• Information shown
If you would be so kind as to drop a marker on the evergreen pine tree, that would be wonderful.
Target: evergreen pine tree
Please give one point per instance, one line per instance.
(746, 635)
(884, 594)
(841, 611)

• Activity
Check each line of the material for the string "tree", then state how many lines have it and nothing more.

• Expected answer
2